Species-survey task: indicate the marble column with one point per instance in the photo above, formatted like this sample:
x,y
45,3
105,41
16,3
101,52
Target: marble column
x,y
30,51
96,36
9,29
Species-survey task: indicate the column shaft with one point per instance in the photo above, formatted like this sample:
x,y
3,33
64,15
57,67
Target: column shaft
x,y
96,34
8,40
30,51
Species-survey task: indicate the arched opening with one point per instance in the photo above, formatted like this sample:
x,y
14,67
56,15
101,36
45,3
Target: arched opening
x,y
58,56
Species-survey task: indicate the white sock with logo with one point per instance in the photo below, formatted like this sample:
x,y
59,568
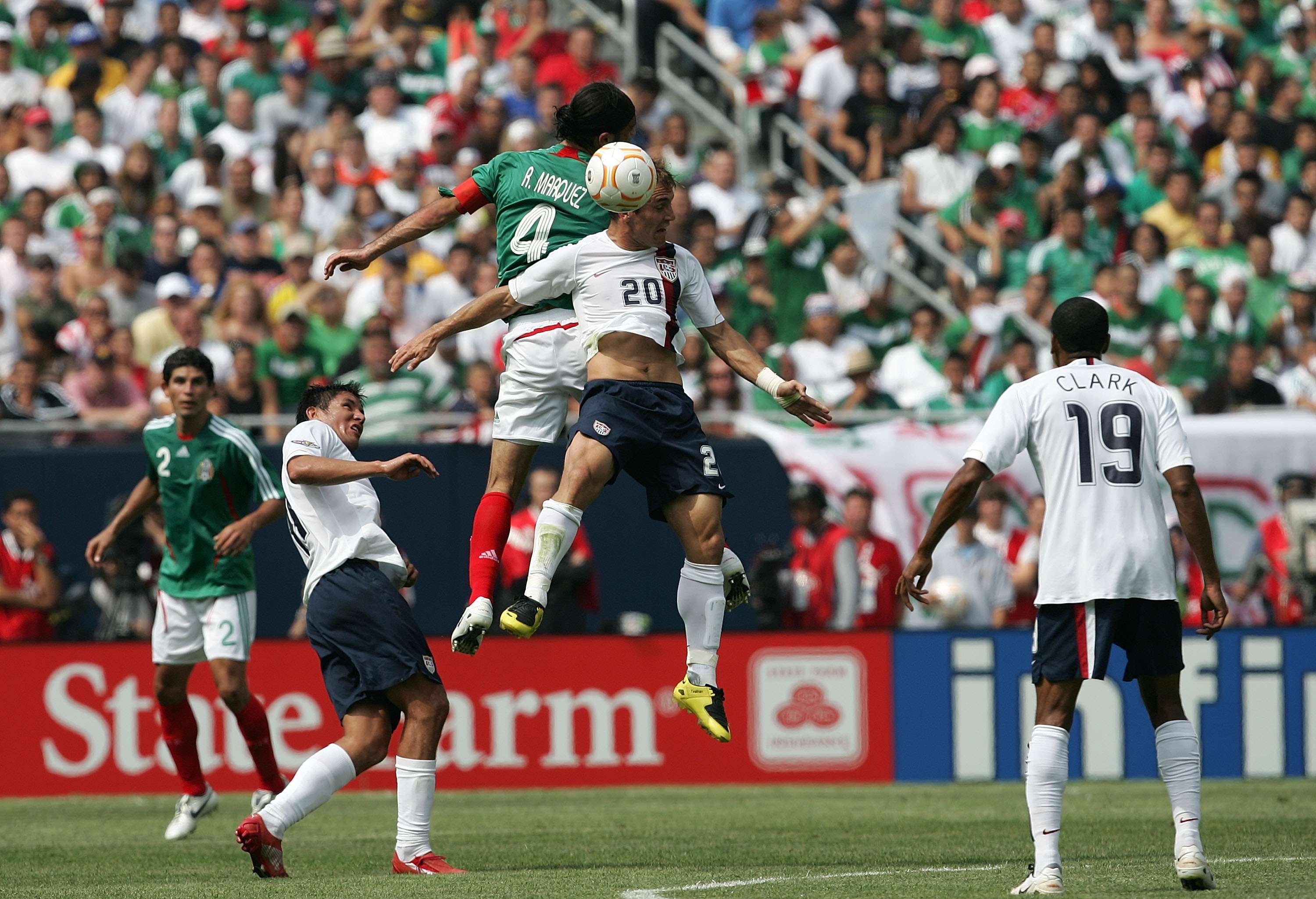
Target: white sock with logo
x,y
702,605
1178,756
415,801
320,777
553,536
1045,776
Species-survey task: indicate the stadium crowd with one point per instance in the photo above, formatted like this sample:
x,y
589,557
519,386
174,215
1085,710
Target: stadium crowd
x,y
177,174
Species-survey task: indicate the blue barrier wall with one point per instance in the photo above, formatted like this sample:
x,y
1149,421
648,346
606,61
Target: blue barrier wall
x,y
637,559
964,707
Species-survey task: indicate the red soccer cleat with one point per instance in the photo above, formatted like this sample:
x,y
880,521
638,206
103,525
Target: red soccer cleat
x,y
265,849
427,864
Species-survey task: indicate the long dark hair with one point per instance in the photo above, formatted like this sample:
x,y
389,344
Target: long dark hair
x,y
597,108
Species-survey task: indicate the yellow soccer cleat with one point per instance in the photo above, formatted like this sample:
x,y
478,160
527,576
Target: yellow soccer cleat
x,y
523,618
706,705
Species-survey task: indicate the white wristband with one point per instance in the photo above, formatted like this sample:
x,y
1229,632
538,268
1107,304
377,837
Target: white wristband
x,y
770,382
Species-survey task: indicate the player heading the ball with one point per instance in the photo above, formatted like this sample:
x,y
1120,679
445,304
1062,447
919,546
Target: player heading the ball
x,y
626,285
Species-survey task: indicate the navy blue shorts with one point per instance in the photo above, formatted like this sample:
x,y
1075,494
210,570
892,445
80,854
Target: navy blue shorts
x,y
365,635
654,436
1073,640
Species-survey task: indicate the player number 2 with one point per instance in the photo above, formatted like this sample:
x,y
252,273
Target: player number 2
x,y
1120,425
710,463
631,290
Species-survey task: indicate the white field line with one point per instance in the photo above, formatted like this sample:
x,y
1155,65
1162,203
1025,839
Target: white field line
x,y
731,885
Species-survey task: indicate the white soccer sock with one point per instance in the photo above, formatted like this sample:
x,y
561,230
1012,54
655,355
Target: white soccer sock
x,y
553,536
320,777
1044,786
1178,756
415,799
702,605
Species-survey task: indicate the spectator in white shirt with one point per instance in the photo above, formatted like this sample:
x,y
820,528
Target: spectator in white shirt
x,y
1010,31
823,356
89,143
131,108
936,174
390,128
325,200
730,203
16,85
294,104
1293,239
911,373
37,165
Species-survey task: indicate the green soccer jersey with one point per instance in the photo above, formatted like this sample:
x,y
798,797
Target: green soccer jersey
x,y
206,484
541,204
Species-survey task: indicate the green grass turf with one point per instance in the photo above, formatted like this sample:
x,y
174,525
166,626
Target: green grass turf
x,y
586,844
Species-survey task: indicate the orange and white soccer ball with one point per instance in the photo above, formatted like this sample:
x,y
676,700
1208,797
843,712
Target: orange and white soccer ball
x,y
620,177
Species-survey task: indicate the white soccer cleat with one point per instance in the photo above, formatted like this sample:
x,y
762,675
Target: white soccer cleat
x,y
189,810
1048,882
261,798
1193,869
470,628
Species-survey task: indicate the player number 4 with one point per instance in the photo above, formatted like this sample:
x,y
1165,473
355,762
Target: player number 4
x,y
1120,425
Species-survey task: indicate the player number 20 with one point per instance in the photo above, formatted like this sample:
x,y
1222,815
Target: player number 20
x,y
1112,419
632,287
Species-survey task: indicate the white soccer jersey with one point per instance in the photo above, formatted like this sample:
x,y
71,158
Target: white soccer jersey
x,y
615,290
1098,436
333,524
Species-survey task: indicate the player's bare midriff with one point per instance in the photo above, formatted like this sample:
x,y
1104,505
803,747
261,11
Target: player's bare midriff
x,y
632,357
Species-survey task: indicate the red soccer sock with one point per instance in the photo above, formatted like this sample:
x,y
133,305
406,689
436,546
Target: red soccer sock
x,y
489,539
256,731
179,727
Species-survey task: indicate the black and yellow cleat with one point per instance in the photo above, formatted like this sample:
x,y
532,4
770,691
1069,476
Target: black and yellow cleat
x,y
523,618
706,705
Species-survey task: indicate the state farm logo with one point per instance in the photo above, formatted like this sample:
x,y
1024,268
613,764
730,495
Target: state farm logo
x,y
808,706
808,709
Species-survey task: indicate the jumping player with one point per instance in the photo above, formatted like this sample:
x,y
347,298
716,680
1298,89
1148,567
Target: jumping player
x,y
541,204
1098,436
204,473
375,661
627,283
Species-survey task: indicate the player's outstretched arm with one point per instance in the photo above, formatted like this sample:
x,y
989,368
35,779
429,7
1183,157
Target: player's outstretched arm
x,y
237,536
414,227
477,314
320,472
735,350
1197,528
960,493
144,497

----

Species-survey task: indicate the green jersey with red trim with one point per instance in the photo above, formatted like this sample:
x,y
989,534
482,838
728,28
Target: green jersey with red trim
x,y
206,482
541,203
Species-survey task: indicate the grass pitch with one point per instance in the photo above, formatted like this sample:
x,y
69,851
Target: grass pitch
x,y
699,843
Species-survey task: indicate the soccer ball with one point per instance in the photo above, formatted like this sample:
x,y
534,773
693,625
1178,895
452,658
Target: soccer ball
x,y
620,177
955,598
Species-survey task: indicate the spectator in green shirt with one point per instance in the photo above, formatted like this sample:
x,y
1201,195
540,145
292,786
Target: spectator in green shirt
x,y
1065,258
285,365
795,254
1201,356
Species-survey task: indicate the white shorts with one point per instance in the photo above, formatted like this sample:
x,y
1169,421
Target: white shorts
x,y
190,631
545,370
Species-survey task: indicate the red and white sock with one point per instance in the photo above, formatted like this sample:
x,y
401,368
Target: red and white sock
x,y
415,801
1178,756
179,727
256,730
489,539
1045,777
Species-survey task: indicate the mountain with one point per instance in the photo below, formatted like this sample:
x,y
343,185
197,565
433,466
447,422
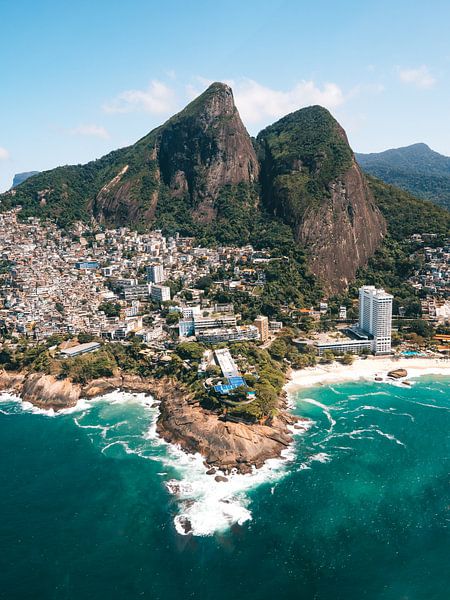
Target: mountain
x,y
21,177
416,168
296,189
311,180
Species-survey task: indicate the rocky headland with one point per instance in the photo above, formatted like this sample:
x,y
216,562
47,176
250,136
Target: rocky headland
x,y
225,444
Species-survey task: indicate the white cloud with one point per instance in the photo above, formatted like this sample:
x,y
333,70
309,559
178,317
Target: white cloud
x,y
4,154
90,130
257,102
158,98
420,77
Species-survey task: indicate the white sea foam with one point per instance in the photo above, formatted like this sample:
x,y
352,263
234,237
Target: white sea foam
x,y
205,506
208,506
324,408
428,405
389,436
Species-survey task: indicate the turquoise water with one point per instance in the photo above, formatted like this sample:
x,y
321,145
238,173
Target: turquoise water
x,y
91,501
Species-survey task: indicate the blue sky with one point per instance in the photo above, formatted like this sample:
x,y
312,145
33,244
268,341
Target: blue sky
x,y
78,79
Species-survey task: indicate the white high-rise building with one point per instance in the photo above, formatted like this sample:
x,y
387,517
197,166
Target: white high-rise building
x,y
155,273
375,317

----

• ABOUT THIS TASK:
Looking only at the listing, say how many lines include "below"; reply with the number alone.

• REPLY:
2